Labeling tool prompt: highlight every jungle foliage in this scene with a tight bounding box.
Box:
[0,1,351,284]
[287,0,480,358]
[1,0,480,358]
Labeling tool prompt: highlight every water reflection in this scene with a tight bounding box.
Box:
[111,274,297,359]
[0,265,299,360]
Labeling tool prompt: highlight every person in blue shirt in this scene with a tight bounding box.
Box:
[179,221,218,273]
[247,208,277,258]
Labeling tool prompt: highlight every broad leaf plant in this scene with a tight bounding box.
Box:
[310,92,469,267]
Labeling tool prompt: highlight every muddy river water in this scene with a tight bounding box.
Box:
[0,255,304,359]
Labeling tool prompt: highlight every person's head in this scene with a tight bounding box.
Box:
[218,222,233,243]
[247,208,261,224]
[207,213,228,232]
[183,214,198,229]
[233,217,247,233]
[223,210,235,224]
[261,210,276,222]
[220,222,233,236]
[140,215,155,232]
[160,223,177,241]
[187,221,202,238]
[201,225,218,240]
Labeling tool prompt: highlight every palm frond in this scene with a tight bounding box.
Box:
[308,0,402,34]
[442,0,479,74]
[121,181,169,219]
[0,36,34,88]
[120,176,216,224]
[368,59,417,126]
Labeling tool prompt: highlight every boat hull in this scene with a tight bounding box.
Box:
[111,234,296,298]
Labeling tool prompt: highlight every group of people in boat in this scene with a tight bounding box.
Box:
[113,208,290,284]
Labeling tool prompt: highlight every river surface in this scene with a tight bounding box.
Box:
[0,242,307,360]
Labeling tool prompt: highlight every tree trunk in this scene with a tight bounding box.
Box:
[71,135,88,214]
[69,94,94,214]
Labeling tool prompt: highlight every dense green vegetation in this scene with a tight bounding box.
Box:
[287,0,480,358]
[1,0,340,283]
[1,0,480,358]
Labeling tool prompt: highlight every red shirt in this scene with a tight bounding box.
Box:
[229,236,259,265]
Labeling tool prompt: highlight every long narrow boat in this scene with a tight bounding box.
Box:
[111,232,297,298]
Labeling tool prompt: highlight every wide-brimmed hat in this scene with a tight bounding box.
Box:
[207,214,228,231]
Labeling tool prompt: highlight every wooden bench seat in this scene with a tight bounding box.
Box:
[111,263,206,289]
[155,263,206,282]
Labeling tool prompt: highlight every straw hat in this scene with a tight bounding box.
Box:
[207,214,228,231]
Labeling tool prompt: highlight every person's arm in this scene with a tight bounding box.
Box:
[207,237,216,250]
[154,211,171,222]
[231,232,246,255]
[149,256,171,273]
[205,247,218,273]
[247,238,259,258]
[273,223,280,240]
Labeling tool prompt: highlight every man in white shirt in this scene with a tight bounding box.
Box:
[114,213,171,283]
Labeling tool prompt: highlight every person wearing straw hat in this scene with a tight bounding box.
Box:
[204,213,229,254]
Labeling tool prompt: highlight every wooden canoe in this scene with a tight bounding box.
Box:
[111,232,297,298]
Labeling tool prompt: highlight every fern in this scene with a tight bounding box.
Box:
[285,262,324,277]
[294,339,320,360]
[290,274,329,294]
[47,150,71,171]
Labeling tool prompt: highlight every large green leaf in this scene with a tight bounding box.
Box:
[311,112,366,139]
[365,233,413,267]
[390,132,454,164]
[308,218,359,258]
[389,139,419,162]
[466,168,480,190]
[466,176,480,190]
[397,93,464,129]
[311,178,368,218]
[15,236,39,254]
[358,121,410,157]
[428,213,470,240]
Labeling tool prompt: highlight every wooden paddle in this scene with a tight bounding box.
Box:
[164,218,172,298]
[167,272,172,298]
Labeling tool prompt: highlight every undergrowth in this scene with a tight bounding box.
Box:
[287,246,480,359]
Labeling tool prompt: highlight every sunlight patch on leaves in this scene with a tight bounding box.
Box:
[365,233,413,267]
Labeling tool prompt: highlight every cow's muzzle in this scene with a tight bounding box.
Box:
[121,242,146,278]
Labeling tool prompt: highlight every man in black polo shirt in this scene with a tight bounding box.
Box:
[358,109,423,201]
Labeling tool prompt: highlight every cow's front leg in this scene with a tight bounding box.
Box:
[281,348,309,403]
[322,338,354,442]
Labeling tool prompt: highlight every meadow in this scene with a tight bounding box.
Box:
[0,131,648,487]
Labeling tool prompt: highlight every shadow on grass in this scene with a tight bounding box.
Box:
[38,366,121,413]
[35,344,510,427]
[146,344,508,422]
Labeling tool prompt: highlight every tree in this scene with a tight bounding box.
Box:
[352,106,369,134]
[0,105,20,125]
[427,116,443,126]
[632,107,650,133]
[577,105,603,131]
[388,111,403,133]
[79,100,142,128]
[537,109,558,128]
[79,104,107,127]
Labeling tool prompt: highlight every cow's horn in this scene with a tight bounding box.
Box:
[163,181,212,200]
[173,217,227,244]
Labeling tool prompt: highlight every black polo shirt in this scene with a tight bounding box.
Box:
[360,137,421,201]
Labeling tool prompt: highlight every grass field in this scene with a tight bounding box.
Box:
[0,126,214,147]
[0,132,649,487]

- YOUR GOAL: In full and without error, give the listing again.

- EXERCISE RESULT:
Labeling tool prompt: highlight every jungle foliage in this scene with a tight bounding box.
Box:
[0,1,351,284]
[287,0,480,358]
[1,0,480,358]
Labeling tool prompt: highlight every water reflection in this scene with a tight bounding box.
Box:
[111,274,297,359]
[0,265,299,360]
Labeling tool prompt: highlight every person in blue shirt in this scene with a tight bounding box.
Box:
[179,221,218,273]
[247,208,277,258]
Labeling tool prompt: highlight every broad leaf plant in this scene with a tight bounding box.
Box:
[310,92,469,267]
Labeling tool prompt: highlight every muddy river water in this scene with a tight bounding box.
Box:
[0,255,304,359]
Labeling tool prompt: highlight every person's head in this scene with a tight bounding box.
Box:
[218,222,233,243]
[247,208,261,224]
[207,213,228,232]
[183,214,198,229]
[233,217,247,233]
[223,210,235,224]
[261,210,276,222]
[220,222,233,236]
[140,215,155,232]
[160,223,177,241]
[187,221,202,238]
[201,225,218,240]
Labeling tool prompt: highlight every palm frond in this scene with a tight bounding box.
Box:
[308,0,402,34]
[442,0,479,74]
[121,181,169,219]
[0,36,34,88]
[120,176,216,224]
[368,59,417,126]
Labeling tool prompt: highlight every boat hull in this scene with a tight bounding box.
Box:
[111,234,296,298]
Labeling tool prompt: highlight every group of people in boat in this scene with a tight bounding box.
Box:
[113,208,290,284]
Labeling tool prompt: highlight every river surface in this scene with a tight bounding box.
Box:
[0,242,307,360]
Labeling tool prompt: highlight every tree trunk in this scene with a tight bounding box.
Box:
[71,135,88,214]
[69,94,94,214]
Labeling tool prompt: highlight every dense green vegetation in this scene with a tight bounding box.
Box:
[287,0,480,358]
[1,0,340,283]
[1,0,480,358]
Labeling tool prompt: highlight every red shirt in this scene with a tight bounding box.
Box:
[229,236,259,265]
Labeling tool prompt: highlight every long narrow boat in this scene with a tight bounding box.
Box:
[111,232,297,298]
Labeling tool prompt: highlight every wide-brimmed hat in this scene with a tight bounding box.
Box:
[207,214,228,231]
Labeling tool prompt: highlight every wooden bench seat in this scene with a tight bounding box.
Box:
[111,263,206,289]
[155,263,206,282]
Labeling tool prompt: highlight every straw hat in this scene with a tight bounding box.
Box:
[207,214,228,231]
Labeling tool prompt: highlight every person's arm in this scene with a tight bounding box.
Box:
[207,237,216,250]
[154,211,171,222]
[231,232,246,255]
[149,256,171,273]
[205,247,218,273]
[247,238,259,258]
[273,223,280,240]
Labeling tool prompt: highlight every man in white shirt in this scene with a tight bounding box.
Box:
[114,213,171,283]
Labeling tool prompt: highlight every person wearing straw hat in this scene with a tight bounding box.
Box:
[204,213,229,254]
Labeling tool prompt: highlight every wooden canoe in this scene with a tight bounding box.
Box:
[111,232,297,298]
Labeling tool prompt: highlight every fern in this scene with a tight bounding box.
Box:
[285,262,324,277]
[294,339,320,360]
[290,274,329,294]
[47,150,71,171]
Labeling tool prompt: highlight every large green leaf in this scene with a tight bounding box.
Box:
[311,112,366,139]
[365,233,413,267]
[390,132,454,164]
[308,218,359,258]
[389,139,419,162]
[466,168,480,190]
[466,176,480,190]
[397,93,464,129]
[311,178,368,218]
[15,236,39,254]
[358,121,410,157]
[428,213,470,240]
Labeling tool prompt: highlight every wooden paddle in this scene with a tight bounding box.
Box:
[164,218,172,298]
[167,272,172,298]
Labeling tool prompt: highlight every undergrowth in this scene with a tight bounding box.
Box:
[287,246,480,359]
Labeling tool prompt: highlight every sunlight patch on leaves in this scene with a tight bounding box.
Box:
[365,233,413,267]
Labeling tool prompt: highlight every cow's muzzle in this scene with a tight bounding box.
Box:
[121,242,146,278]
Labeling tool prompt: highlight every man in black polo shirt in this scene with a tight bounding box.
Box:
[358,109,423,201]
Labeling tool prompt: highlight every cow's front leg in this scene with a tight bounding box.
Box:
[281,348,309,403]
[322,338,354,442]
Labeling tool prompt: highlight every meadow in this scene with a tight bounding box.
Box:
[0,131,648,487]
Labeling tool prompt: highlight every shadow on grass in this scene with a tight bounding box.
Box:
[38,366,121,413]
[35,344,510,427]
[146,344,508,422]
Labeling tool prompt: highlight every tree in this scene with a tight bounding box.
Box:
[352,106,369,134]
[0,105,20,125]
[427,116,443,126]
[632,107,650,133]
[577,105,603,131]
[388,111,403,133]
[79,100,142,128]
[537,109,558,128]
[79,104,107,127]
Labeling tool prompt: highlight every cow's horn in this scene with a tight bounding box.
Box:
[163,181,212,200]
[173,217,227,244]
Labeling tool prompt: highlight every black polo shirt in this scene with a tight bounding box.
Box:
[360,137,421,201]
Labeling tool prompt: highlight every grass field in this scene with a tight bounding box.
Box:
[0,126,214,147]
[0,132,649,487]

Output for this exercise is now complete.